▶ **WHAT YOU NEED TO DO**: From the listing below, pick out every line that contains the string "rooftop" and copy each line in full. Matching is case-sensitive.

☆ ☆ ☆

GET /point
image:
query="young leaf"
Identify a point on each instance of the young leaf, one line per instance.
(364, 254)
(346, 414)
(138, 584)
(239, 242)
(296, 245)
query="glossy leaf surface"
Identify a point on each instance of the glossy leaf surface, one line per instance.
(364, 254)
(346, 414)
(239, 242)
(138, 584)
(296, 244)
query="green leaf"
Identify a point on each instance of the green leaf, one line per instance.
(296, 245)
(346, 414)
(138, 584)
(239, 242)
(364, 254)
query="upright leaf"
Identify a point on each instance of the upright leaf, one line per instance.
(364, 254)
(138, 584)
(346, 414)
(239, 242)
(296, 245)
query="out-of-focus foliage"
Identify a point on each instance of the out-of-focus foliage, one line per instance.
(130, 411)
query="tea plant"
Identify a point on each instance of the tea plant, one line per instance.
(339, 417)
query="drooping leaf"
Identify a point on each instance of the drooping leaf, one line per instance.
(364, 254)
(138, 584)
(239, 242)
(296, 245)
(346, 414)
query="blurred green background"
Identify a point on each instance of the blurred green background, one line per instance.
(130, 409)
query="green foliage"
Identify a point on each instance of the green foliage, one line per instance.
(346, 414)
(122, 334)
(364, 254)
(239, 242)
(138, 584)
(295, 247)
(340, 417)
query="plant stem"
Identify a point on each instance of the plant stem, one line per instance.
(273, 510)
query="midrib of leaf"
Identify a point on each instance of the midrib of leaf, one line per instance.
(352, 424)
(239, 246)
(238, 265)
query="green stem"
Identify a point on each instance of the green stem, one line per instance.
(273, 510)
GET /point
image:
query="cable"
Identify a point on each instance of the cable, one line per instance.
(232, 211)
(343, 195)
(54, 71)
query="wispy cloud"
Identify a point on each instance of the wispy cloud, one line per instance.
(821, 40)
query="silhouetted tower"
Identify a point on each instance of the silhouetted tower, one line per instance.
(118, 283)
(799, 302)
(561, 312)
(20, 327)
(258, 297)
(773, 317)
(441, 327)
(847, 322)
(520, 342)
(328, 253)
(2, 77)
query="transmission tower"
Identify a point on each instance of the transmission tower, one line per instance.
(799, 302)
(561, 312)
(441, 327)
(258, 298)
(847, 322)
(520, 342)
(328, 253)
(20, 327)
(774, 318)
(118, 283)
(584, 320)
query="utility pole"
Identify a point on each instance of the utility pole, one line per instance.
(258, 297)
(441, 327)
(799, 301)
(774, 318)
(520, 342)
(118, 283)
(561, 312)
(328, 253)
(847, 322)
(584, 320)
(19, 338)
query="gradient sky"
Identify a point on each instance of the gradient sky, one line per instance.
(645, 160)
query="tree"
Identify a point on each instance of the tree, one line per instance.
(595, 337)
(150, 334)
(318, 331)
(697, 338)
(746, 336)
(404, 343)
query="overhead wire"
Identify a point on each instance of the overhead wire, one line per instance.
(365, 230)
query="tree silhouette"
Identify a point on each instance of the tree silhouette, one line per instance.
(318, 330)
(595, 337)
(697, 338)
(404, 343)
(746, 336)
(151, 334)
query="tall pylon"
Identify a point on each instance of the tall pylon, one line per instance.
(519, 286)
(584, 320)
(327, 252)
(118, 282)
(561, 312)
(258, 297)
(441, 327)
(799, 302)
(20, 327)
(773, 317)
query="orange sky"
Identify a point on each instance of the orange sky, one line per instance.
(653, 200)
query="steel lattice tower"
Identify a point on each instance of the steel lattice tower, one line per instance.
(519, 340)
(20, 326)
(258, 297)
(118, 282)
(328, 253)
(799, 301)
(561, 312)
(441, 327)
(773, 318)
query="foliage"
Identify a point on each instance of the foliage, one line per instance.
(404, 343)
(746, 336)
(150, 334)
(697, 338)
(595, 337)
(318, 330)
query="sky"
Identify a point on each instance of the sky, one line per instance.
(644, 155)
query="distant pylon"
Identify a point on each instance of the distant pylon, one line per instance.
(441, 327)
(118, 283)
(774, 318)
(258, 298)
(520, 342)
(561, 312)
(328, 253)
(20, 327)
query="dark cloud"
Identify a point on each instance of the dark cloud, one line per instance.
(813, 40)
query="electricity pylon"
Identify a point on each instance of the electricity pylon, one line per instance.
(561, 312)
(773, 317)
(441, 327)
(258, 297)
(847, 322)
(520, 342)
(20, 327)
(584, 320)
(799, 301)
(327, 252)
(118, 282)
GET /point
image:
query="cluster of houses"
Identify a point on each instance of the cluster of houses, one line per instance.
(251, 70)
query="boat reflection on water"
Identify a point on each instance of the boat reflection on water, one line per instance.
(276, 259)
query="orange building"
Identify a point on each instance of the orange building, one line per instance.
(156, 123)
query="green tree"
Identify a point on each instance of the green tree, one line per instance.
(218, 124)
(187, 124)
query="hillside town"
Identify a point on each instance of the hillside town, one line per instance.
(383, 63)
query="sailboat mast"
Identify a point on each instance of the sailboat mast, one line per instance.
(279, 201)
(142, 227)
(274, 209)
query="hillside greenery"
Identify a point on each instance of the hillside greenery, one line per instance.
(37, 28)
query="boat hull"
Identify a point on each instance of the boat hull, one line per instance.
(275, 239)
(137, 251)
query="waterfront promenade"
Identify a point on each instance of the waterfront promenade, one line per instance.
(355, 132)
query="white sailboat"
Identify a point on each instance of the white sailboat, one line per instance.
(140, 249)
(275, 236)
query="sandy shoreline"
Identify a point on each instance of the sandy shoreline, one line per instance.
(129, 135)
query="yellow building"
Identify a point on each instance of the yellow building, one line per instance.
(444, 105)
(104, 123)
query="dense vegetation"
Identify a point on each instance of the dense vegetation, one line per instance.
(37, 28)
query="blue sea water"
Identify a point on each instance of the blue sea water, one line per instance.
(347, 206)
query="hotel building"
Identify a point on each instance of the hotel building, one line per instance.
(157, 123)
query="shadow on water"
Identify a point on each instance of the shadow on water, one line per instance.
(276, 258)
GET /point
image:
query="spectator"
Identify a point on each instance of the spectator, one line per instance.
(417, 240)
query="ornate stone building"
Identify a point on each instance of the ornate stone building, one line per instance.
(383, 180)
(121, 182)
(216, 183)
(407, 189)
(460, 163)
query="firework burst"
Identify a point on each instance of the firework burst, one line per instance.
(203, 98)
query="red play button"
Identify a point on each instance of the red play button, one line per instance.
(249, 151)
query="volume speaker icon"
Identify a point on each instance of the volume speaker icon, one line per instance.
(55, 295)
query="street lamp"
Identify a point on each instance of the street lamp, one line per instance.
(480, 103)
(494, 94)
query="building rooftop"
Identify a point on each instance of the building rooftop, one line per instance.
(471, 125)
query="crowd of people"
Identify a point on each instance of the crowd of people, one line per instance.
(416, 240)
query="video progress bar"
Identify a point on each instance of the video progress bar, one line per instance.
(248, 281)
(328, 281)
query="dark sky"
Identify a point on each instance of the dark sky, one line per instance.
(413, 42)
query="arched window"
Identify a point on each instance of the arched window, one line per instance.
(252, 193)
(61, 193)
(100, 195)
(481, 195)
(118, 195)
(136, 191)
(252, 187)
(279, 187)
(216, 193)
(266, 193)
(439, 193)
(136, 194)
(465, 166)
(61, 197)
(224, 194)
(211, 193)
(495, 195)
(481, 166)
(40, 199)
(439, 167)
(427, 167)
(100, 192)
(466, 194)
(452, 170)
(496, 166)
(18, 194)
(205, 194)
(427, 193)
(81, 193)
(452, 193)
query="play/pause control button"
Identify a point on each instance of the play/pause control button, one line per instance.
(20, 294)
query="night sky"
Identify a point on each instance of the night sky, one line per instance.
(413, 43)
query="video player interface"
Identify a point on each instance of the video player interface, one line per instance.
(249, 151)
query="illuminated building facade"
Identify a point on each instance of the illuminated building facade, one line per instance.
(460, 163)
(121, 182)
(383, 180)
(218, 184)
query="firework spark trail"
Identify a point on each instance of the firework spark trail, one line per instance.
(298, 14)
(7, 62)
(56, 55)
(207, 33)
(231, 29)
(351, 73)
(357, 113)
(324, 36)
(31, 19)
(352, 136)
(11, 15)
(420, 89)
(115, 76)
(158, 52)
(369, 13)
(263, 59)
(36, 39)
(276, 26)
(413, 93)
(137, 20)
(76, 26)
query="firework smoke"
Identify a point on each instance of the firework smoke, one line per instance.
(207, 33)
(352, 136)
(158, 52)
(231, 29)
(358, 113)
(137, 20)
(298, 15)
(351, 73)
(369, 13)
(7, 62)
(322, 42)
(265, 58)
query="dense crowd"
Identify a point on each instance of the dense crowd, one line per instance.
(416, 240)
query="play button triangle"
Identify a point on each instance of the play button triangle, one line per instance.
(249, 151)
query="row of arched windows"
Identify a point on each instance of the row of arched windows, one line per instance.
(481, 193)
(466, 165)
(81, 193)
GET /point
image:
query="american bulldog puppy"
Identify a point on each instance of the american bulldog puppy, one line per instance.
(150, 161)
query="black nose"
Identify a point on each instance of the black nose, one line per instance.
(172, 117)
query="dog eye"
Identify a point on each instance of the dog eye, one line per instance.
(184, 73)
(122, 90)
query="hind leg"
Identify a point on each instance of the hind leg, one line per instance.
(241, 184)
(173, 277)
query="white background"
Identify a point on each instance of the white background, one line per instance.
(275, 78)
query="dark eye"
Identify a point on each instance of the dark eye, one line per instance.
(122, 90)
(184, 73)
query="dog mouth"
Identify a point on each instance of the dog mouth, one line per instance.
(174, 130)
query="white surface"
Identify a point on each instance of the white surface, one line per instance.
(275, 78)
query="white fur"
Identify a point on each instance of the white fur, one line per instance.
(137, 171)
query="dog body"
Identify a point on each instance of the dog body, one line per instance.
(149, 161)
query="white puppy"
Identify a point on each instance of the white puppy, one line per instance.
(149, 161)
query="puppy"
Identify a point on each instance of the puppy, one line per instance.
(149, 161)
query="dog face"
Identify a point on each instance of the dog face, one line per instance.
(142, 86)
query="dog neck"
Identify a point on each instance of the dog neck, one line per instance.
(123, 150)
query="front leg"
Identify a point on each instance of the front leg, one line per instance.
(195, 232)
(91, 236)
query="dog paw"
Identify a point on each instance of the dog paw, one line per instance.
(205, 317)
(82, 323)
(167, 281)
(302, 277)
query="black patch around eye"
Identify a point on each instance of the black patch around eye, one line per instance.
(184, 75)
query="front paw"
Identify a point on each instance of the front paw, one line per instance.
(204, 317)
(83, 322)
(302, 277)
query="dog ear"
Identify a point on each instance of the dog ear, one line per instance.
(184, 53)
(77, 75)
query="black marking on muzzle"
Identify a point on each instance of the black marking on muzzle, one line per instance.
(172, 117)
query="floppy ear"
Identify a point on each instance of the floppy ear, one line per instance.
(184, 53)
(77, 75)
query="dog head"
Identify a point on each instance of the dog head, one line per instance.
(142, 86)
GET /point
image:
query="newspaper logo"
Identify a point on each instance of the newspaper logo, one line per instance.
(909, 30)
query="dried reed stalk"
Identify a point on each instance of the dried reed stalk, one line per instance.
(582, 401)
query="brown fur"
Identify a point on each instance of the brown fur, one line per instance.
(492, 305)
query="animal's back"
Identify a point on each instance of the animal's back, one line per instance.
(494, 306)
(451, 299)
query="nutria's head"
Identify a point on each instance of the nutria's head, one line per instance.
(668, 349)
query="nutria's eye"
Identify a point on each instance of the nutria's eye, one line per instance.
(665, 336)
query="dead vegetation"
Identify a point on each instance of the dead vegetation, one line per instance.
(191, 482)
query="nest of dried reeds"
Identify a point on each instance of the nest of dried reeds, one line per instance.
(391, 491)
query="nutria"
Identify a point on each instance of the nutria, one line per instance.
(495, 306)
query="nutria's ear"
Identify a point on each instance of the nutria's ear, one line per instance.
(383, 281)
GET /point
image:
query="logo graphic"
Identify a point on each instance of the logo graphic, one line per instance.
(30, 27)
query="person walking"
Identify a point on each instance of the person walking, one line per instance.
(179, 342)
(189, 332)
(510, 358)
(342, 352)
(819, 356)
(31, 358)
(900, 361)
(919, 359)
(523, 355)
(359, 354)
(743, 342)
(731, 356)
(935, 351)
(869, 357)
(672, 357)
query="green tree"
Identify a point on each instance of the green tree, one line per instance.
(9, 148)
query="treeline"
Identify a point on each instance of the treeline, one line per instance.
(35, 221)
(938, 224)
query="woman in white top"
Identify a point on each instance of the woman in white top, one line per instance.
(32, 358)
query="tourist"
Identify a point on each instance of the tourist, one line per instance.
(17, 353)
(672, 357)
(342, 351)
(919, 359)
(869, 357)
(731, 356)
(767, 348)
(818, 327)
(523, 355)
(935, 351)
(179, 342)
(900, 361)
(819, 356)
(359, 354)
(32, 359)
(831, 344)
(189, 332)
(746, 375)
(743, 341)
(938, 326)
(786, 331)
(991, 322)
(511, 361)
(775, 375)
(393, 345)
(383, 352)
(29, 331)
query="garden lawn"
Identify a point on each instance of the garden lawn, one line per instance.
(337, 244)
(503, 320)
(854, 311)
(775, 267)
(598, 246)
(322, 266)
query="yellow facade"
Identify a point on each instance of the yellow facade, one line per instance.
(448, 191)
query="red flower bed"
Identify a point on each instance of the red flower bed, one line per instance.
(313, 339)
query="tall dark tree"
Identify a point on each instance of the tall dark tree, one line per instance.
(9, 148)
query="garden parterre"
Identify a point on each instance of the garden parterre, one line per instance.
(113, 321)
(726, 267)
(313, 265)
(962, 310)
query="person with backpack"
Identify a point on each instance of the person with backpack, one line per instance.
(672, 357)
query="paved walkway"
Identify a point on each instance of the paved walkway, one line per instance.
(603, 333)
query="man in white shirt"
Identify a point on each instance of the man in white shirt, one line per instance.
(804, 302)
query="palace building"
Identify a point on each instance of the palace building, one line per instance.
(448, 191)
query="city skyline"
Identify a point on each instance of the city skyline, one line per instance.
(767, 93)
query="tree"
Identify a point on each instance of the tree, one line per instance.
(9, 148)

☆ ☆ ☆

▶ **SOLUTION FOR THIS PROBLEM**:
query="building rooftop"
Identify a point on each instance of the building rooftop, one line per instance.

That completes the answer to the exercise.